• **What is being asked**:
Copy out the entries below in full and exactly.
━━━━━ Given records ━━━━━
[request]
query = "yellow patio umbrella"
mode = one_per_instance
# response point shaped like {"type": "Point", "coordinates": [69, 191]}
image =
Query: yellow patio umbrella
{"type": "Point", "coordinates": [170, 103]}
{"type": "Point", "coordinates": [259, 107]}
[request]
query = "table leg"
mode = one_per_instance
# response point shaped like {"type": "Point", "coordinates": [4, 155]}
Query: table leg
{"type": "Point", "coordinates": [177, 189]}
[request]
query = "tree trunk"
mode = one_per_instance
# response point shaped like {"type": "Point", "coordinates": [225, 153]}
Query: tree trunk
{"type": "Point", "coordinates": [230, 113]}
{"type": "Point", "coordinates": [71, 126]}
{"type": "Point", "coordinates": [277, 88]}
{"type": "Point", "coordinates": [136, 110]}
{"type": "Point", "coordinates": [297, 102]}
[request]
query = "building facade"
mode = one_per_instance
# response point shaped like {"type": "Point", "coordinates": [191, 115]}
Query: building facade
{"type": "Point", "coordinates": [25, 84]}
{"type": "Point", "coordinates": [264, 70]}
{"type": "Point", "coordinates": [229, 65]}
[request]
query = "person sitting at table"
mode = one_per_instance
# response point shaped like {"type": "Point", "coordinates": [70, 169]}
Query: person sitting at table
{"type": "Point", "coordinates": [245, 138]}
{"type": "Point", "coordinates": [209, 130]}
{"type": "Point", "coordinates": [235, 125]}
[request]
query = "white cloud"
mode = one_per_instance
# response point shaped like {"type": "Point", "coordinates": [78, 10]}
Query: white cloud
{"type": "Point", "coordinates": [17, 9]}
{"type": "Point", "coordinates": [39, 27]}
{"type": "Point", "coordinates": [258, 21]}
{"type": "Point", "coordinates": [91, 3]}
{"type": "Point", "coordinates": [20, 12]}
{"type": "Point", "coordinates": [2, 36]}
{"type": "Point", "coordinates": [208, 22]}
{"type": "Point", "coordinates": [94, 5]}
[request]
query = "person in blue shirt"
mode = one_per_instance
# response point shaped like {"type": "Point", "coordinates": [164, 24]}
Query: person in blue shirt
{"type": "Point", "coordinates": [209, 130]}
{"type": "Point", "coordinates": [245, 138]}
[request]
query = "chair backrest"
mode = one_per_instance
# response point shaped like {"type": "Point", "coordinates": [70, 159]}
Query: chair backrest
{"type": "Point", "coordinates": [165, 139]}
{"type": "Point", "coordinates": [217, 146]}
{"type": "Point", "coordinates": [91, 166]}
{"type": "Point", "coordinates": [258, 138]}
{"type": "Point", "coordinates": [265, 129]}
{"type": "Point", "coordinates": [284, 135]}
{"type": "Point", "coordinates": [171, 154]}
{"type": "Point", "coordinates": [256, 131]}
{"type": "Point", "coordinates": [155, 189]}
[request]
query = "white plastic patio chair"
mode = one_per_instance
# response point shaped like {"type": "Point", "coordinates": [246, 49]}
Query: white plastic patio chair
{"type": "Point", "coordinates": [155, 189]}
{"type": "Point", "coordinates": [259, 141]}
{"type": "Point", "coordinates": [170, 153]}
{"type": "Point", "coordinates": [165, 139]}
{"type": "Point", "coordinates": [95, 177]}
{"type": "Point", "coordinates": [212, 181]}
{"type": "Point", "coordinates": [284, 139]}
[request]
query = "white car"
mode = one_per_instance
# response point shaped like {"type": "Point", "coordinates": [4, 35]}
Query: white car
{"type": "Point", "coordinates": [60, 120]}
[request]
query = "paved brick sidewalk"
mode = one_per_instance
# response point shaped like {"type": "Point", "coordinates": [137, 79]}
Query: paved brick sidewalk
━━━━━
• **Result**:
[request]
query = "yellow patio umbrella"
mode = one_per_instance
# response point shaped like {"type": "Point", "coordinates": [69, 191]}
image =
Query: yellow patio umbrella
{"type": "Point", "coordinates": [170, 103]}
{"type": "Point", "coordinates": [259, 107]}
[request]
query = "table leg"
mode = one_per_instance
# response point shaped like {"type": "Point", "coordinates": [4, 155]}
Query: table leg
{"type": "Point", "coordinates": [177, 189]}
[request]
query = "tree trunk"
mode = one_per_instance
# response point shaped like {"type": "Point", "coordinates": [225, 153]}
Query: tree trunk
{"type": "Point", "coordinates": [230, 113]}
{"type": "Point", "coordinates": [71, 126]}
{"type": "Point", "coordinates": [277, 88]}
{"type": "Point", "coordinates": [136, 110]}
{"type": "Point", "coordinates": [297, 102]}
[request]
query = "building facade"
mode = one_per_instance
# response point shaped like {"type": "Point", "coordinates": [191, 115]}
Query: building facade
{"type": "Point", "coordinates": [25, 84]}
{"type": "Point", "coordinates": [264, 70]}
{"type": "Point", "coordinates": [229, 65]}
[request]
query = "person sitting at table"
mode = one_per_instance
# response point shaped like {"type": "Point", "coordinates": [70, 169]}
Query: person sitting at table
{"type": "Point", "coordinates": [245, 138]}
{"type": "Point", "coordinates": [209, 130]}
{"type": "Point", "coordinates": [235, 125]}
[request]
query = "white cloud"
mode = one_per_instance
# response point shaped like {"type": "Point", "coordinates": [78, 10]}
Query: white cloud
{"type": "Point", "coordinates": [17, 9]}
{"type": "Point", "coordinates": [39, 27]}
{"type": "Point", "coordinates": [258, 21]}
{"type": "Point", "coordinates": [91, 3]}
{"type": "Point", "coordinates": [20, 12]}
{"type": "Point", "coordinates": [2, 36]}
{"type": "Point", "coordinates": [208, 22]}
{"type": "Point", "coordinates": [94, 5]}
[request]
query = "person in blue shirt"
mode = one_per_instance
# response point shaped like {"type": "Point", "coordinates": [164, 24]}
Query: person in blue shirt
{"type": "Point", "coordinates": [209, 130]}
{"type": "Point", "coordinates": [245, 138]}
[request]
query = "chair backrest"
mode = one_per_instance
# response point shaped like {"type": "Point", "coordinates": [70, 159]}
Query: chair backrest
{"type": "Point", "coordinates": [165, 139]}
{"type": "Point", "coordinates": [217, 146]}
{"type": "Point", "coordinates": [91, 166]}
{"type": "Point", "coordinates": [258, 138]}
{"type": "Point", "coordinates": [265, 129]}
{"type": "Point", "coordinates": [284, 135]}
{"type": "Point", "coordinates": [171, 154]}
{"type": "Point", "coordinates": [256, 131]}
{"type": "Point", "coordinates": [155, 189]}
[request]
query = "white plastic patio chair"
mode = one_per_instance
# response point shaped like {"type": "Point", "coordinates": [246, 49]}
Query: white plastic patio chair
{"type": "Point", "coordinates": [155, 189]}
{"type": "Point", "coordinates": [259, 141]}
{"type": "Point", "coordinates": [170, 153]}
{"type": "Point", "coordinates": [165, 139]}
{"type": "Point", "coordinates": [95, 177]}
{"type": "Point", "coordinates": [212, 181]}
{"type": "Point", "coordinates": [284, 139]}
[request]
query = "white car"
mode = one_per_instance
# response point shaped like {"type": "Point", "coordinates": [4, 35]}
Query: white car
{"type": "Point", "coordinates": [60, 120]}
[request]
query = "paved brick sidewalk"
mode = one_per_instance
# response point shaped like {"type": "Point", "coordinates": [137, 79]}
Query: paved brick sidewalk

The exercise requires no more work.